▸ Data
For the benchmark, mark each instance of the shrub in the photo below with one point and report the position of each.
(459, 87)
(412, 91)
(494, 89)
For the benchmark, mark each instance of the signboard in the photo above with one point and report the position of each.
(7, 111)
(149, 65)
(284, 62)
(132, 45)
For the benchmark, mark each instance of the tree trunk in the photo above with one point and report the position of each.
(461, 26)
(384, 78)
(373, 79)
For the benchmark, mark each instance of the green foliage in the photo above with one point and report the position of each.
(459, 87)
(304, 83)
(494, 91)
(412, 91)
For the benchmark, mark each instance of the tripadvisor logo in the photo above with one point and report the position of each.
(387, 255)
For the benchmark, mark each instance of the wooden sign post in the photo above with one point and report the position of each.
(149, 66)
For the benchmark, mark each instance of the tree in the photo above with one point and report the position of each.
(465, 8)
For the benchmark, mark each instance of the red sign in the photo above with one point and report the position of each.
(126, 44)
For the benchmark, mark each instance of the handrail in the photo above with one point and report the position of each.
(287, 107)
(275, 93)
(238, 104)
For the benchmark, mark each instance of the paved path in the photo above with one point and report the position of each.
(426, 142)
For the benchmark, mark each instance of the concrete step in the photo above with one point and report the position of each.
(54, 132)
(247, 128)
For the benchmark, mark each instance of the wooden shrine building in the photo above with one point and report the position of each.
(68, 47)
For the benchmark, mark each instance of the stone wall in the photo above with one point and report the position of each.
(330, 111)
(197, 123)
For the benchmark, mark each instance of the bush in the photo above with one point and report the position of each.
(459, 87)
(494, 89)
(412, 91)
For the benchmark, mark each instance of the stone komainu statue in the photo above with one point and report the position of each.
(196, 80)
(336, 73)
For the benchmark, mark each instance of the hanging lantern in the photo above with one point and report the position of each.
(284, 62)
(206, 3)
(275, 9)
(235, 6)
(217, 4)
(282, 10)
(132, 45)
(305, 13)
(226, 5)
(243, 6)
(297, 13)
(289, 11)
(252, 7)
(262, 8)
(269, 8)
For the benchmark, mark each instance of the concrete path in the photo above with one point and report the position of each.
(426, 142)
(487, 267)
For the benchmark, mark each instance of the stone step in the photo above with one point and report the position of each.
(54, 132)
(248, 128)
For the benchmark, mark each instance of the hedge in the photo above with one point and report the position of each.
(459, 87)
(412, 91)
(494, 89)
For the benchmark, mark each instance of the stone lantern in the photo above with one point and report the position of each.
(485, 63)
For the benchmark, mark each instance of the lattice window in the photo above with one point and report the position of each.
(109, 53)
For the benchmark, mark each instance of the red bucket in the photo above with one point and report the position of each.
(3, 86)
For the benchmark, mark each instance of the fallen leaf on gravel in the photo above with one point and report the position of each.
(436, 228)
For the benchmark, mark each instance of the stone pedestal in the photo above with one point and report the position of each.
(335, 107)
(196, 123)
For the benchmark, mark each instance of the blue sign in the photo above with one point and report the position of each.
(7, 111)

▸ The request
Set every line of the listing down word for word.

▸ Answer to this problem
For the benchmark, mark each instance of the shrub in the photo below with one point and report the position of each.
(459, 87)
(412, 91)
(494, 89)
For the benchmark, mark each instance of the signboard in the photo above with one point and report the position of each.
(7, 111)
(149, 65)
(284, 62)
(132, 45)
For the benchmark, mark each instance of the tree trunk in the photo above with one point and report the position of each.
(461, 26)
(384, 78)
(373, 79)
For the benchmark, mark each instance of the green foliage in the photo above with one point and report the position of each.
(459, 87)
(304, 83)
(494, 91)
(412, 91)
For the benchmark, mark each instance of the tripadvisor logo in the photo above with one point and report the position of each.
(387, 255)
For the benchmark, mark each instance of the wooden sign post in the photo above with one point and report the position of each.
(149, 66)
For the benchmark, mark each instance of the tree in the photo above with one point and report the position of each.
(465, 8)
For the benchmark, mark each instance of the red sign in the photo above with one point and report the position of each.
(126, 44)
For the benchmark, mark each instance of the handrail in the photo above with one point and report the position of each.
(287, 107)
(275, 93)
(238, 104)
For the benchmark, mark each instance of the paved path in the photo above with one point and report the position of each.
(426, 142)
For the benchmark, mark each instance of the concrete step in the photo above with one point and report the position of each.
(54, 132)
(247, 128)
For the benchmark, mark each instance of the wooden shrine building in the photo above with one point and report the position of each.
(68, 47)
For the benchmark, mark each instance of the stone wall in the photo above with one point and report the position of each.
(330, 111)
(197, 123)
For the benchmark, mark each instance of the bush in the photo above with one point and report the position of each.
(459, 87)
(494, 89)
(412, 91)
For the benchmark, mark each instance of the stone komainu statue in the photo above with one point and report the position of each.
(196, 80)
(336, 73)
For the benchmark, mark each instance of the hanging lantern in the photo above with one point and report the position of each.
(284, 62)
(206, 3)
(275, 9)
(235, 6)
(217, 4)
(282, 10)
(132, 45)
(305, 13)
(226, 5)
(243, 6)
(297, 13)
(289, 11)
(252, 7)
(262, 8)
(269, 8)
For the benchmark, mark each instance of the concrete path in the photo above with one point and report the position of each.
(426, 142)
(487, 267)
For the benchmark, mark each instance of the stone step in the photo above with one point and report the position of each.
(54, 132)
(248, 128)
For the benchmark, mark each instance of the hedge in the photo above with one point and report the position of each.
(459, 87)
(412, 91)
(494, 89)
For the benchmark, mark each instance of the stone lantern in the photo above with one point and report the position of each.
(485, 63)
For the benchmark, mark each instance of the lattice window in the photo above with one point and report the position of each.
(109, 53)
For the benchmark, mark each instance of the red bucket in the photo above with one point and report the position of each.
(3, 86)
For the benchmark, mark each instance of the fallen leaf on gravel in the photo above with one point and report the position of each.
(436, 228)
For the benchmark, mark each instance of the stone pedestal in the photo above with one point and report the position of each.
(335, 107)
(196, 123)
For the benchmark, mark each instance of the blue sign in the photo above with one point and report the position of each.
(7, 111)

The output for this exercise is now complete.